### Vorliegender Text
──────
11. Man will die Krankenhausversorgung in der Fläche sichern und die Zusammenarbeit der Kliniken fördern. Wie, wird nicht verraten. Wie soll z.B. mit dem Thema Mindestmengen umgegangen werden, also der Erkenntnis, dass mit dem medizinischen Fortschritt die Spezialisierungsanforderungen bei vielen Behandlungen steigen und nicht mehr jedes Krankenhaus alles machen soll, weil das auf Kosten der Versorgungsqualität geht?
12. Die Forschung z.B. zu Krebs, Diabetes, Demenz, seltenen Erkrankungen oder zur Entwicklung neuer Antibiotika soll verstärkt werden. Dagegen ist nichts einzuwenden. Eine explizite Erwähnung eines Forschungsprogramms Public Health wäre etwas Neues gewesen, oder die Absicht, ein Forschungsdatengesetz für Gesundheitsdaten zu machen, um die vorhandenen Routinedaten besser für die Versorgungsforschung zu erschließen. Aber was nicht drinsteht, kann ja trotzdem gemacht werden.
13. Danach kommt wieder was von gestern: Ein Lob des E-Health-Gesetzes und seiner Datenschutzvorgaben. Nachdem Deutschland die Digitalisierung im Gesundheitswesen eh halb verschlafen hat und auch die Industrie beim Thema elektronische Gesundheitskarte kein gutes Bild abgegeben hat, hätten mich bei diesem Zukunftsthema ein paar konkretere Perspektiven durchaus interessiert.
14. Auch der folgende Punkt verweist auf vergangene Reformen: man habe in der Pflegeversicherung die Versorgung der Demenzkranken verbessert und die Angehörigen unterstützt. „Diesen Weg gehen wir weiter.“ Ich bitte darum. Und wie sieht der weitere Weg aus? Ob damit die folgenden Spiegelstriche gemeint sind?
──────
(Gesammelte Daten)
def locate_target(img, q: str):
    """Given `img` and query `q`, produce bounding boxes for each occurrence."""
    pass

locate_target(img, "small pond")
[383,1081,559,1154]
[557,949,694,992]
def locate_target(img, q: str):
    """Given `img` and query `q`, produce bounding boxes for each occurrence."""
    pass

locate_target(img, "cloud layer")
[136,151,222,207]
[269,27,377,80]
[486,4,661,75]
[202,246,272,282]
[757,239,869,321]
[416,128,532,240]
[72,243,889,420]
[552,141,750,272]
──────
### Aufgabe
Führen Sie den Kommentar zu den gesundheitspolitischen Vorhaben im Anschluss an seinen letzten Satz fort.

### Lösung
15. Die Union fordert mehr Zusammenarbeit der Akteure in der Pflege und kündigt eine „Konzertierte Aktion Pflege“ an. Das klingt ein wenig unheimlich, wenn man sich an die Konzertierte Aktion im Gesundheitswesen erinnert, die 1977 geschaffen und 2003 beendet wurde. Damals ging es vor allem um Kostendämpfung, das wird hoffentlich nicht die Richtschnur der Konzertierten Aktion Pflege. Aber was dann? Vorschläge für eine bessere Zusammenarbeit in der Pflege gibt es ja viele. Wenn man nur wüsste, was die Union plant!
16. Es folgt ein Spiegelstrich zur Entlastung von Kindern Pflegebedürftiger: Auf sie soll erst ab einem Einkommen ab 100.000 Euro zurückgegriffen werden.
17. Die Palliativ- und Hospizversorgung soll ausgebaut werden. Das ist gut, notwendig und überfällig.
18. Die Gesundheitswirtschaft soll gestärkt werden. Von mir aus, aber bitte nicht auf Kosten der Gesundheit der Patienten. Eine schnellere Arzneimittelzulassung ist nicht unbedingt gut für die Menschen, und bei den Medizinprodukten wäre im Zulassungsverfahren ohnhin einiges nachzubessern.
19. Zu guter Letzt wird das Thema Global Health aufgegriffen und ankündigt, dass man die Fähigkeit zur Reaktion auf internationale Gesundheitskrisen ausbauen wolle. Das geschieht eigentlich auch schon, u.a. als Lehre auf den letzten Ebolaausbruch, und wichtiger wäre hier der Ausbau präventiver Hilfen. Internationale Gesundheitskrisen haben ihre Ursachen oft darin, dass man versäumt hat, Ländern der Dritten Welt bei Aufbau eines effektiven Gesundheitswesens zu helfen – von Stellvertreterkriegen wie in Syrien und anderen Ursachen einmal ganz abgesehen.